------ Extracted entries

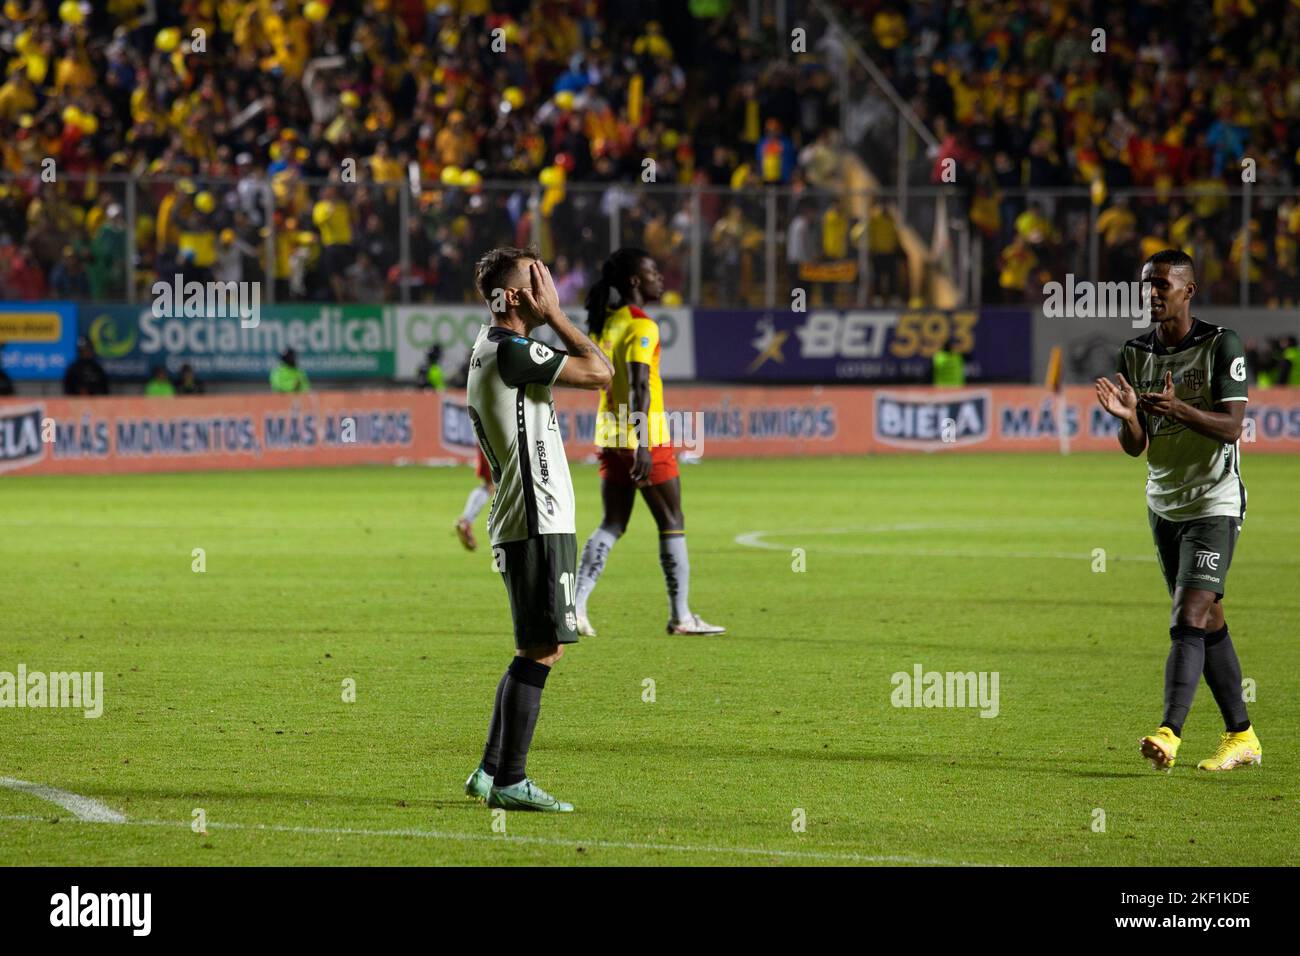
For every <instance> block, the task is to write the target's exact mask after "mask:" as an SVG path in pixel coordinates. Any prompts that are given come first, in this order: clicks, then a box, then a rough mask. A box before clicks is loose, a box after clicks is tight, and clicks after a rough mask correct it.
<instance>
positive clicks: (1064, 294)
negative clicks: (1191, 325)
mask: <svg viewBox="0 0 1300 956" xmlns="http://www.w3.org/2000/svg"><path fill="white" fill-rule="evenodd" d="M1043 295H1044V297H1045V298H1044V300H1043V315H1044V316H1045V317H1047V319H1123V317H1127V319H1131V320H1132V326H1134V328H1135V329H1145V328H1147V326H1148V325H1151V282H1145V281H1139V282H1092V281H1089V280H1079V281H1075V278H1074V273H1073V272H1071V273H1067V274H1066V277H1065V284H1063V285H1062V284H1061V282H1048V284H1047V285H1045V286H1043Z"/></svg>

------------
------ Extracted entries

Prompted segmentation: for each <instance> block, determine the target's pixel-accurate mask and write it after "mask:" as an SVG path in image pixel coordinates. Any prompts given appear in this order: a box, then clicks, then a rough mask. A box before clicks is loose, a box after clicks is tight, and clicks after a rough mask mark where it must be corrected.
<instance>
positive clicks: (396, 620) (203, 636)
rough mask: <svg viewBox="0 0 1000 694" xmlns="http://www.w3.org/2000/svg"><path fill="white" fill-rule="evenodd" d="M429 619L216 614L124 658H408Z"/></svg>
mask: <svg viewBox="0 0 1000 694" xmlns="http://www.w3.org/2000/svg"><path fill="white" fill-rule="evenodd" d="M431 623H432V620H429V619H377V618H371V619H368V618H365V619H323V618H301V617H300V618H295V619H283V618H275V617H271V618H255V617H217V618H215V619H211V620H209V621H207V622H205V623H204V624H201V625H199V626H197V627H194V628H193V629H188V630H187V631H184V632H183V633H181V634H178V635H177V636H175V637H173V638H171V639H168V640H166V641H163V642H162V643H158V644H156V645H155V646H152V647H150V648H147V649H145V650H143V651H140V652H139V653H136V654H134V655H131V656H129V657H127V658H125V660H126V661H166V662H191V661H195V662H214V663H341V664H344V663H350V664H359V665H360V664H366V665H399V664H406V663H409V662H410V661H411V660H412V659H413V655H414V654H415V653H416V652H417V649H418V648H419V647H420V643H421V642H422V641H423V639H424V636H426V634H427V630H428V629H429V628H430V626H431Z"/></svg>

------------
------ Extracted entries

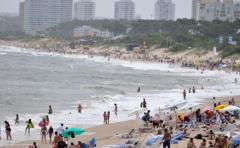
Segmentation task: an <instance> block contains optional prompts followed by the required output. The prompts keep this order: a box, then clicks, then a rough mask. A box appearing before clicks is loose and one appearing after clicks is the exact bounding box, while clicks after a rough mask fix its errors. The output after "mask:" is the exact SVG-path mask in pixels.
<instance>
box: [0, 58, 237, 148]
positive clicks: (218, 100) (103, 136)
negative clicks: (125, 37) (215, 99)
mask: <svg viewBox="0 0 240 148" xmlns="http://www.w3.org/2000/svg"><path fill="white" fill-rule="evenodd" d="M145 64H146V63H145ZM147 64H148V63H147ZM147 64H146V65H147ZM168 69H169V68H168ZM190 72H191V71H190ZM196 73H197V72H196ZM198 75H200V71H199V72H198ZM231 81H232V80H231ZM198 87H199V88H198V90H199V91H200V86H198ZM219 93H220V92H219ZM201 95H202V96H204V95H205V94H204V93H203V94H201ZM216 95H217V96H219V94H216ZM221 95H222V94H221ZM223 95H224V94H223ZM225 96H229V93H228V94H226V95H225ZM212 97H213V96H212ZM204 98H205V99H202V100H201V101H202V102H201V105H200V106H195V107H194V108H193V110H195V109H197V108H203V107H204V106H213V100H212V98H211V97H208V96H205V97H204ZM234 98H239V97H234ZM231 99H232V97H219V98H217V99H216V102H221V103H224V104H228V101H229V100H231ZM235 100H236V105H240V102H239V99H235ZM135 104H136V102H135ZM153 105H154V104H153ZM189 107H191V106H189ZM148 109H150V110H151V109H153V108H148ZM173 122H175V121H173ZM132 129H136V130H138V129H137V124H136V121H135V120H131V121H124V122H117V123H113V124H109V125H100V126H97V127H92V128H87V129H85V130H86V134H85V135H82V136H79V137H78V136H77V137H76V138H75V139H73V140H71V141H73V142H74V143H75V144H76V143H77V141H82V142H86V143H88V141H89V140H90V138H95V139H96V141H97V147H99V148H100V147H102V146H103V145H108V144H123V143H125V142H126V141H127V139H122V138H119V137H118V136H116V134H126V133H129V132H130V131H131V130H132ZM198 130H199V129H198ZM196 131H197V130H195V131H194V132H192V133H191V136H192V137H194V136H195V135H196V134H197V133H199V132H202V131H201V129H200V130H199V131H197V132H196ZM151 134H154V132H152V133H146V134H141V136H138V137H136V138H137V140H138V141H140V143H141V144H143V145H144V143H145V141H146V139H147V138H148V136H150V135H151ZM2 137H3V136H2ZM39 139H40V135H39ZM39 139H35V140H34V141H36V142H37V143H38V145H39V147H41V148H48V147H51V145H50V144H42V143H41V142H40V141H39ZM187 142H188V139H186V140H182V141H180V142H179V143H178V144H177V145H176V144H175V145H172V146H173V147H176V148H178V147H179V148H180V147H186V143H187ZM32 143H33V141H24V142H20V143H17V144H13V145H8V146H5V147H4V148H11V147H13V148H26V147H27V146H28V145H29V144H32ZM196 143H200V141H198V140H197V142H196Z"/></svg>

------------

Your response should be the lines of the entries above that include the string "given".

For every <instance> block, the task is to write the target's exact mask after "mask:" as an SVG path in pixel coordinates. Any prompts that are given come first, in this order: clicks, then a box, then a rough mask. A box before clicks is loose, a box after clicks is tight, and clicks after a rough mask correct it.
Prompted segmentation: for each <instance> block, determine the target's pixel-accurate mask and write it after "mask:" as an SVG path in image pixel coordinates. Any prompts given appear in this order: a box, then clicks, then a rough mask. A box before clicks is loose, a box after clicks is tight, and clicks after a rough mask mark where it must be corrected.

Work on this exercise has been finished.